• **Goal of the exercise**: Please state how many lines of the rows contain the string "motorcycles". Case counts. Reply with only the number.
╭─ Records for the exercise
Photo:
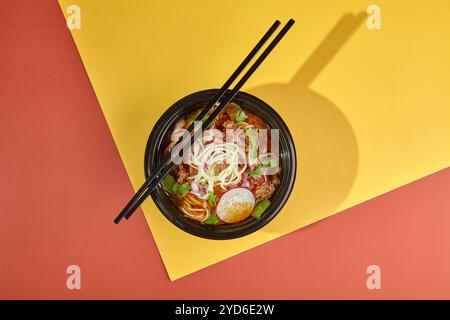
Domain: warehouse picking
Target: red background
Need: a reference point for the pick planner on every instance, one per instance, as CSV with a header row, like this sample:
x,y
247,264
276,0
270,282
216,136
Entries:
x,y
62,183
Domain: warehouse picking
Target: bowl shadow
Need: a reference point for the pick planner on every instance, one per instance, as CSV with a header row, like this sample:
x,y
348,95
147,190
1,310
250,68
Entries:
x,y
327,150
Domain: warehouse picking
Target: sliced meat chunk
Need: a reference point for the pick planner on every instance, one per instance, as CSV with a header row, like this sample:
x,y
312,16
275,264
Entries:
x,y
264,191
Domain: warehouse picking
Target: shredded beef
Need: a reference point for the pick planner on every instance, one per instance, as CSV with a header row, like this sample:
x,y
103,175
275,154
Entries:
x,y
264,191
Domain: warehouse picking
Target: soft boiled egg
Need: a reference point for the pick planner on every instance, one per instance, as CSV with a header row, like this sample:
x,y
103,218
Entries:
x,y
235,205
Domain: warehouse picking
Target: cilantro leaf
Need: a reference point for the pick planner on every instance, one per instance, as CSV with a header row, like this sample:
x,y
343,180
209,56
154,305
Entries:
x,y
213,219
181,190
168,183
260,208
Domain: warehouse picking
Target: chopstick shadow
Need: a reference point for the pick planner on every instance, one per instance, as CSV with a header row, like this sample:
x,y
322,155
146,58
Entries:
x,y
327,150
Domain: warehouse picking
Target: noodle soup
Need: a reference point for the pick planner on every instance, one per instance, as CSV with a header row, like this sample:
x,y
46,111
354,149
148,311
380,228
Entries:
x,y
230,173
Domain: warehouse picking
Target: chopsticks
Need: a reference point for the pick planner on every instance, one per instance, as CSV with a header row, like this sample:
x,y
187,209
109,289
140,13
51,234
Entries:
x,y
167,164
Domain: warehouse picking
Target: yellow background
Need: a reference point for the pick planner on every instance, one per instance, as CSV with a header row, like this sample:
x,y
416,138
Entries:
x,y
369,109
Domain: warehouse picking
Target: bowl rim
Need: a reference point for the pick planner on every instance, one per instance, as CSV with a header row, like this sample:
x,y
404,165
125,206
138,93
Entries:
x,y
184,223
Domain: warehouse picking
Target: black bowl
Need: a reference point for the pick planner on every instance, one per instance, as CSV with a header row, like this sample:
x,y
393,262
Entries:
x,y
159,138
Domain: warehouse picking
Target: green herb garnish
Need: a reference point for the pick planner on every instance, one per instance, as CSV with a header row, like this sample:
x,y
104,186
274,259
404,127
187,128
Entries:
x,y
236,113
212,198
213,219
168,183
171,186
260,208
240,116
181,190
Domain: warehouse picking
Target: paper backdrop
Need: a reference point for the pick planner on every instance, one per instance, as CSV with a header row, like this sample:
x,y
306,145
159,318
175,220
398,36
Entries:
x,y
369,110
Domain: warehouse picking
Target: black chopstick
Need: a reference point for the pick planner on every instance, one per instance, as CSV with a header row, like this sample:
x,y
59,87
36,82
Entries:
x,y
214,114
155,178
160,174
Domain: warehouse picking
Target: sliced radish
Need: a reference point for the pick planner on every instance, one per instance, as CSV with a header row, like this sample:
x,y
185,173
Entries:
x,y
235,205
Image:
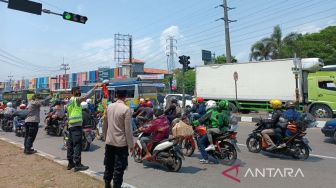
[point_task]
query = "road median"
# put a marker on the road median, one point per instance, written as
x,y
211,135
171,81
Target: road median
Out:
x,y
20,170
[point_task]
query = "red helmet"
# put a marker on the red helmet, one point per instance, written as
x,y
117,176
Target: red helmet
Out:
x,y
22,106
149,104
200,99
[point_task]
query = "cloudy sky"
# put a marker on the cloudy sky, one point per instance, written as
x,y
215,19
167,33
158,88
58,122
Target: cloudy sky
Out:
x,y
32,45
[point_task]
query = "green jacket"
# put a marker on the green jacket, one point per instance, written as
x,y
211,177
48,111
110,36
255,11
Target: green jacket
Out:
x,y
215,119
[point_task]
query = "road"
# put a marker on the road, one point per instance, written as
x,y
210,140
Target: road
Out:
x,y
318,170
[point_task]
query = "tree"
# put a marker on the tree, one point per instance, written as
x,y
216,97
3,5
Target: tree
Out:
x,y
189,81
262,50
222,59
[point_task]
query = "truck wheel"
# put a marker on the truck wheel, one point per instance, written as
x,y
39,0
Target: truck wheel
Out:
x,y
321,111
233,108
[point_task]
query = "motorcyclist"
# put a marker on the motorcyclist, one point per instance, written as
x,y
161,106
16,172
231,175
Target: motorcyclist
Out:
x,y
173,111
20,114
209,119
87,116
9,110
220,119
198,109
276,105
91,106
56,113
159,130
136,113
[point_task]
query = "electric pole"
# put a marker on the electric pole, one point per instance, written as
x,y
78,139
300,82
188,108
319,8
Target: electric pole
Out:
x,y
10,82
171,53
64,67
130,57
227,29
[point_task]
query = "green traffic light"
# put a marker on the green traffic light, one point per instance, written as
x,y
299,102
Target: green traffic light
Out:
x,y
67,16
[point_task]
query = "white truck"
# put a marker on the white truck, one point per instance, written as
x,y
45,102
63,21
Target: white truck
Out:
x,y
259,82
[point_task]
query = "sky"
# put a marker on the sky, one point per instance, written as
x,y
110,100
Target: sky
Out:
x,y
33,45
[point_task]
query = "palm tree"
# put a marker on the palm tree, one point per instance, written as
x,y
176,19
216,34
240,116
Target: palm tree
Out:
x,y
271,48
261,50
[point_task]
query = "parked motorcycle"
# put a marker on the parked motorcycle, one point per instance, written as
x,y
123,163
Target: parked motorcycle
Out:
x,y
7,123
296,146
56,128
20,129
225,145
167,152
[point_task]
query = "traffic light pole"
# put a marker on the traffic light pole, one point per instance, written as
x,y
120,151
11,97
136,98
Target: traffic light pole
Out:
x,y
183,89
50,12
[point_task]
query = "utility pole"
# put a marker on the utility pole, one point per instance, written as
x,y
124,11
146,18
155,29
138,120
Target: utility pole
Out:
x,y
227,29
130,57
184,61
64,67
10,82
172,53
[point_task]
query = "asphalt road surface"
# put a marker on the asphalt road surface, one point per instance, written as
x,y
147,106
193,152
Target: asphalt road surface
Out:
x,y
317,171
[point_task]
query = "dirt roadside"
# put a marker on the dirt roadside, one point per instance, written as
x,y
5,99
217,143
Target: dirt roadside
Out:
x,y
32,171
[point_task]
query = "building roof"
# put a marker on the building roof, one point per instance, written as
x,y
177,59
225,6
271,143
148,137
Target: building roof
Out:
x,y
137,61
155,71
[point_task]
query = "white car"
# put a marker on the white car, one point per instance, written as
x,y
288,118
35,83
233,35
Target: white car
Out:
x,y
179,98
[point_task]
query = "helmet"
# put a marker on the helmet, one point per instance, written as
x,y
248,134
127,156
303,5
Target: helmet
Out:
x,y
10,104
84,105
174,100
210,104
149,104
290,104
158,112
276,103
89,101
200,99
22,106
223,105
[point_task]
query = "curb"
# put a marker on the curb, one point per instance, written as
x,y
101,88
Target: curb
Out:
x,y
90,173
255,120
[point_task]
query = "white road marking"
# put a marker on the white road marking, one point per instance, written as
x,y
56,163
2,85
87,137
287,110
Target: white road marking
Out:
x,y
314,155
64,162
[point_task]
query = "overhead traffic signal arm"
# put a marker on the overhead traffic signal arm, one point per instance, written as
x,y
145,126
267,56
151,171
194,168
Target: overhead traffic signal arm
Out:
x,y
74,17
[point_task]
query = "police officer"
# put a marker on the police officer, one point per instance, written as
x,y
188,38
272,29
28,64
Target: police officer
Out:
x,y
74,112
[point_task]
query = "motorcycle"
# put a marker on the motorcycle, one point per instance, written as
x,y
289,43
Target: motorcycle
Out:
x,y
295,146
54,129
166,152
225,145
7,123
20,129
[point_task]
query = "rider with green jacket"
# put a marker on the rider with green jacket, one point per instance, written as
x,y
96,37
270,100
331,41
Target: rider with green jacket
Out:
x,y
216,120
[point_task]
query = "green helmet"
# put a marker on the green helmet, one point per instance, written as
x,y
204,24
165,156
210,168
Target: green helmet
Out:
x,y
223,105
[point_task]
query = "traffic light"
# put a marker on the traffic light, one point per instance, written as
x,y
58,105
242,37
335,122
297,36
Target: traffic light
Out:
x,y
74,17
187,60
181,59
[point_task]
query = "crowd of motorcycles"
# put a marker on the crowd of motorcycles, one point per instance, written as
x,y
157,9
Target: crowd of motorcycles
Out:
x,y
170,152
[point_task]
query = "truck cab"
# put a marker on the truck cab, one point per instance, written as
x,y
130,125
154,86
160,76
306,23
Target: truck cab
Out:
x,y
322,93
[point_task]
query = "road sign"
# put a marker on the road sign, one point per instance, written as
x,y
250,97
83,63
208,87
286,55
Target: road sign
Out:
x,y
25,6
235,76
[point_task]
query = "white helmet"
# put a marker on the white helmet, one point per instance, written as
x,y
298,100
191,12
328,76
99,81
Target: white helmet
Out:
x,y
84,105
10,104
210,104
89,101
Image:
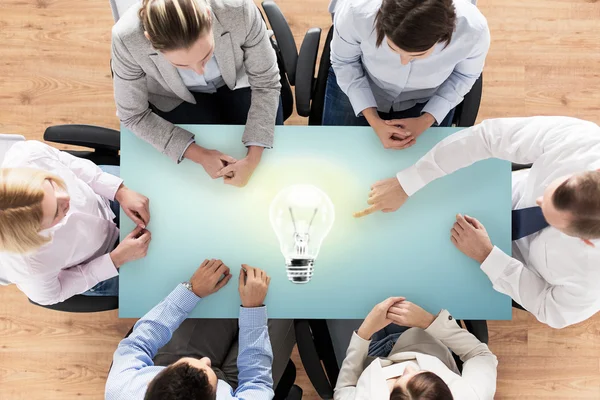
╰─
• **Answer for this exercise**: 3